● **SUPPLIED MATERIAL**
---------------
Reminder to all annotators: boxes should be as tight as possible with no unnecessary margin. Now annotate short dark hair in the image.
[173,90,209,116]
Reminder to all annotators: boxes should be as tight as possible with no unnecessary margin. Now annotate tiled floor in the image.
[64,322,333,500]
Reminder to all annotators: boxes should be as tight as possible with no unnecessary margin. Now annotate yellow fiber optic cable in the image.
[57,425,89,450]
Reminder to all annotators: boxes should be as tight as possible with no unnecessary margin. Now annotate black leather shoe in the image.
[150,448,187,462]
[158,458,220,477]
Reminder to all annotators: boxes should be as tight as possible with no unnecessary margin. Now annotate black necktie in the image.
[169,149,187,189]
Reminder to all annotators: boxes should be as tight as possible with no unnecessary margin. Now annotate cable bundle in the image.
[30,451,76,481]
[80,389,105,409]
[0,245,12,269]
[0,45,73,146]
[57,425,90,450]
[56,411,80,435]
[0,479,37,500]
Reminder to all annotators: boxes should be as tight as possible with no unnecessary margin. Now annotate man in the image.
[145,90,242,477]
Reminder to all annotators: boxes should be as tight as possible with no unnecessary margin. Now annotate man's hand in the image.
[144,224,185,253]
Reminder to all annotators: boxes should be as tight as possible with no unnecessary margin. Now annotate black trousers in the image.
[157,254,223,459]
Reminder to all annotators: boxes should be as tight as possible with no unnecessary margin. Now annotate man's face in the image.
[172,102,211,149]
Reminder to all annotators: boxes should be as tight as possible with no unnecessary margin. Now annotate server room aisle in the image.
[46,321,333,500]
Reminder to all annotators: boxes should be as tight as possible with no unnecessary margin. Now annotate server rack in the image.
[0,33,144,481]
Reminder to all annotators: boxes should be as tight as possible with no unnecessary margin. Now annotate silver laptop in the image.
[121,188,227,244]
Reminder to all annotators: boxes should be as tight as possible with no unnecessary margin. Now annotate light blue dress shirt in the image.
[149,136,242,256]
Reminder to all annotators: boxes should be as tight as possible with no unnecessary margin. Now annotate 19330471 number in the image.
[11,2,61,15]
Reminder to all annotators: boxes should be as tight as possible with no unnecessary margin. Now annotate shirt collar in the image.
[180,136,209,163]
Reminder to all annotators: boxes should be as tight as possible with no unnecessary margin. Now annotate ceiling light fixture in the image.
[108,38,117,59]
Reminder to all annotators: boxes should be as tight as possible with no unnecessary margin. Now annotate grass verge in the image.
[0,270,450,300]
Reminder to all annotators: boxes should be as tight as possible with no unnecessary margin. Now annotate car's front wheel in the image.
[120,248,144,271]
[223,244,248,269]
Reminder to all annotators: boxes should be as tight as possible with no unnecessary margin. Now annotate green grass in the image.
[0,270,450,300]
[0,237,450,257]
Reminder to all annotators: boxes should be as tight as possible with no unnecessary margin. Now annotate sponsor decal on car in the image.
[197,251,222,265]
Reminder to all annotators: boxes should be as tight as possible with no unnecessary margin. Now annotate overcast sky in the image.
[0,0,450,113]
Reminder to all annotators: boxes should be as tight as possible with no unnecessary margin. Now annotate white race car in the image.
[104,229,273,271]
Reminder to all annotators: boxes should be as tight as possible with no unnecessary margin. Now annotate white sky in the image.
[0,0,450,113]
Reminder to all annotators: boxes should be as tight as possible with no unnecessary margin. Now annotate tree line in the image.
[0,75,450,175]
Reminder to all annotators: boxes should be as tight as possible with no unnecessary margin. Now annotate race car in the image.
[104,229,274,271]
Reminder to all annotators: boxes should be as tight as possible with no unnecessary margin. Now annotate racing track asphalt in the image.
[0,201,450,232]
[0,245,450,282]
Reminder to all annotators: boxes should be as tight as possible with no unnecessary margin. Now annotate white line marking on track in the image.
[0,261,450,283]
---------------
● **YOUR TASK**
Retype all of the material above line for line, without changing a single character.

● **RESULT OF THE TASK**
Reminder to all annotators: boxes should be as tight as possible with no unnecessary margin. Now annotate short dark hair in the image.
[173,90,209,116]
Reminder to all annotators: boxes should be as tight as possible with no unnecessary margin. Now annotate tiled floor in the image.
[64,322,333,500]
Reminder to all annotators: boxes should be as tight as possible with no unnecessary margin. Now annotate yellow fiber optic cable in the image.
[57,425,89,450]
Reminder to all annotators: boxes should be as tight as possible with no unnecessary margin. Now annotate black leather shoe in the image.
[150,448,187,462]
[158,458,220,477]
Reminder to all annotators: boxes should be as tight as possible with no unnecessary margin. Now annotate black necktie in the image.
[169,149,187,189]
Reminder to all annotators: boxes should be as tight as possible with no unnecessary margin. Now annotate cable bundle in the image.
[30,451,76,481]
[80,389,105,409]
[0,245,12,269]
[0,45,73,146]
[57,425,90,450]
[56,411,80,435]
[0,479,37,500]
Reminder to all annotators: boxes should be as tight as possible with no unnecessary margin. Now annotate man in the image.
[145,90,242,477]
Reminder to all annotators: boxes should be as tight as possible with no unnecessary margin. Now annotate man's hand in the image.
[144,224,185,253]
Reminder to all annotators: boxes should be as tight as possible with no unnecessary margin. Now annotate black trousers in the image.
[157,254,223,459]
Reminder to all annotators: boxes should be as tight as possible with no unnecessary margin. Now annotate man's face in the image.
[172,102,211,149]
Reminder to all annotators: boxes should be as tight as possible with no unnecessary margin. Now annotate server room aisle in the image.
[46,321,333,500]
Reminder to all annotators: boxes should be as tight as possible with no unnecessary margin. Now annotate server rack in the image.
[0,33,144,481]
Reminder to all annotators: boxes should be as tight as possible with no unnecessary margin. Now annotate silver laptop in the image.
[121,188,227,244]
Reminder to all annotators: boxes should be as tight as possible with no unnecessary margin. Now annotate light blue dress shirt in the image.
[149,136,242,256]
Reminder to all annotators: boxes should be as tight as possible with no unnecessary margin. Now annotate 19330471 number in the image.
[11,2,61,15]
Reminder to all annotators: boxes should be as tight as possible with no unnecessary margin. Now annotate shirt collar in the image.
[180,136,209,163]
Reminder to all annotators: boxes should be as tight as possible with no unnecessary margin. Now annotate ceiling light fixture in the image.
[108,38,117,59]
Reminder to all annotators: boxes should be as tight as possible with no unnecessary margin. Now annotate grass verge in the image.
[0,270,450,300]
Reminder to all annotators: boxes should be as tight as possible with no unnecessary margin. Now annotate car's front wheel in the image.
[120,248,144,271]
[223,244,248,269]
Reminder to all annotators: boxes should be as tight as possible with no unnecessary margin. Now annotate green grass in the image.
[0,270,450,300]
[0,237,450,257]
Reminder to all annotators: boxes should be as tight as possible with no unnecessary margin. Now annotate sponsor decal on car in the image.
[197,251,222,265]
Reminder to all annotators: boxes should be as tight as possible with no unnecessary margin. Now annotate overcast sky in the image.
[0,0,450,113]
Reminder to all annotators: boxes should be as tight as possible with no unnecessary margin. Now annotate white race car in the image.
[104,229,273,271]
Reminder to all annotators: boxes should be as tight as possible with no unnecessary margin. Now annotate white sky in the image.
[0,0,450,113]
Reminder to all annotators: boxes should be as tight as possible with no unnecessary margin. Now annotate tree line in the image.
[0,75,450,175]
Reminder to all annotators: boxes should be as tight as possible with no unnecessary margin. Now annotate race car in the image.
[104,229,274,271]
Reminder to all annotators: boxes should be as tight as possible with no unnecessary margin. Now annotate racing track asphalt in the image.
[0,201,450,232]
[0,245,450,282]
Reminder to all annotators: boxes should be as tight as possible with no unnecessary margin. Now annotate white line marking on track in the image.
[0,261,450,283]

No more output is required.